[ASSIGNMENT]
Go through the lines below. Copy those with "target".

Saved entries
━━━━━━━━
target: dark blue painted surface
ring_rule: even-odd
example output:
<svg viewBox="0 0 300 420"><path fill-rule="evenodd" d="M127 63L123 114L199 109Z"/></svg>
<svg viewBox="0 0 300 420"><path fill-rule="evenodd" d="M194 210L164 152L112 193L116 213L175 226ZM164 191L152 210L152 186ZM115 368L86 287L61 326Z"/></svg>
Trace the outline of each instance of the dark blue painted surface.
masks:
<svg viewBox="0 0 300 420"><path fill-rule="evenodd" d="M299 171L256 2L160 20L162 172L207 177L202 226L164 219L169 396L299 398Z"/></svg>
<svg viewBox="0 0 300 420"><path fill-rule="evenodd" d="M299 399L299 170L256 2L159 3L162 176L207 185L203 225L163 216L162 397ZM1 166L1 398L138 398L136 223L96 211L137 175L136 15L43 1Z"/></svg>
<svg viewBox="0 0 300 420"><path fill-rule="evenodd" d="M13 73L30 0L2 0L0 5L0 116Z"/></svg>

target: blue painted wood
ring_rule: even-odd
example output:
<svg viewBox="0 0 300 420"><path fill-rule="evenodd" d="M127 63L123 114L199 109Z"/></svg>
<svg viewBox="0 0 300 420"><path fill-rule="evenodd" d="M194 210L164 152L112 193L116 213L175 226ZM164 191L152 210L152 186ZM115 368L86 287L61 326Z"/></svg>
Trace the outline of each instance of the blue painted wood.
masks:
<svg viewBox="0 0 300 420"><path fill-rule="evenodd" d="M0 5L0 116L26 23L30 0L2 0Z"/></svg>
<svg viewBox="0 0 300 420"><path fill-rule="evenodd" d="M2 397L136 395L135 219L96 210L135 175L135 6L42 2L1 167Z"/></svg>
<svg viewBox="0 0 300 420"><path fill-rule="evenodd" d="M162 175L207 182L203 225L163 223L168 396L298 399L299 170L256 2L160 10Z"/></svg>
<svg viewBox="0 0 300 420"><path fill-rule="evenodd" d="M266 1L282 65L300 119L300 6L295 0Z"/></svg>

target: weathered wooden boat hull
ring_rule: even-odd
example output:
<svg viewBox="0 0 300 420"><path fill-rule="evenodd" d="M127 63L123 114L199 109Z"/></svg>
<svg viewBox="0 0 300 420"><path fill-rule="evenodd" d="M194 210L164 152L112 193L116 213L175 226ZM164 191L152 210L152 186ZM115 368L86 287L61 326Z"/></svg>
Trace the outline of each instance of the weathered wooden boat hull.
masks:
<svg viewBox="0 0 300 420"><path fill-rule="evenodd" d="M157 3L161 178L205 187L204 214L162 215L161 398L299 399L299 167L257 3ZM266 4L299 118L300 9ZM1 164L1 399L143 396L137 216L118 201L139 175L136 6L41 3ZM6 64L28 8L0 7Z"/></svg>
━━━━━━━━
[FINAL ANSWER]
target: dark blue painted surface
target: blue painted wood
target: weathered wooden boat hull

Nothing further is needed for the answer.